- _What this exercise asks_:
**a)** In the article about Seven Emu Station, rewrite the paragraph beginning "The station has relied on water pumped" as a short bulleted list that keeps its main facts.
**b)** Answer these questions using the article about Seven Emu Station:
(i) In what year did Willie Shadforth buy the station?
(ii) How much money did the Indigenous Land and Sea Corporation put into the station for the new bore and solar pump?
(iii) How many hectares of land does the station cover?

- _Extracted text_:
An Aboriginal-run organic cattle station on Garawa Country, which is also the base for programs for at-risk Indigenous youths, now has fresh running water thanks to a new bore.
Seven Emu Station is a remote tourist attraction on 209,200 ha of land on the Savannah Way in the Gulf of Carpentaria in the Northern Territory and is home to senior Garawa man Frank Shadforth.
Mr Shadforth's father Willie bought the station in 1953 and is believed to be one of the first known Aboriginal people to buy a pastoral lease.
The station has relied on water pumped from the nearby Robinson River after the old bore collapsed 17 years ago, which has not only created safety issues, but also meant their tourist season had to be cut short.
Now Seven Emu will have clean running water year-round after the Indigenous Land and Sea Corporation poured $76,000 into the station for a new bore and solar pump.
The fresh water is a major boost for Mr Shadforth's passion to keep the Garawa culture alive and share their family's Indigenous knowledge and skills – not only with the youth campers – but with non-Indigenous people as well.
"The bore will prevent the restrictions on all our activities on the property and help to run our business more effectively," said Mr Shadforth.

[Saved data entries]
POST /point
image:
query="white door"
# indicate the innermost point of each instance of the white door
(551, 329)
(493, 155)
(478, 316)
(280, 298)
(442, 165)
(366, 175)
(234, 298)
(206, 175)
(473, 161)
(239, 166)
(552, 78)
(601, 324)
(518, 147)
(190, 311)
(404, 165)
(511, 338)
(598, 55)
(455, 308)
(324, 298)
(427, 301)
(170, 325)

- _Answers to each task_:
**a)**
- The old bore collapsed 17 years ago.
- Since then, the station has used water pumped from the nearby Robinson River.
- This caused safety problems.
- It also forced the tourist season to be cut short.

**b)**
(i) 1953
(ii) $76,000
(iii) 209,200 ha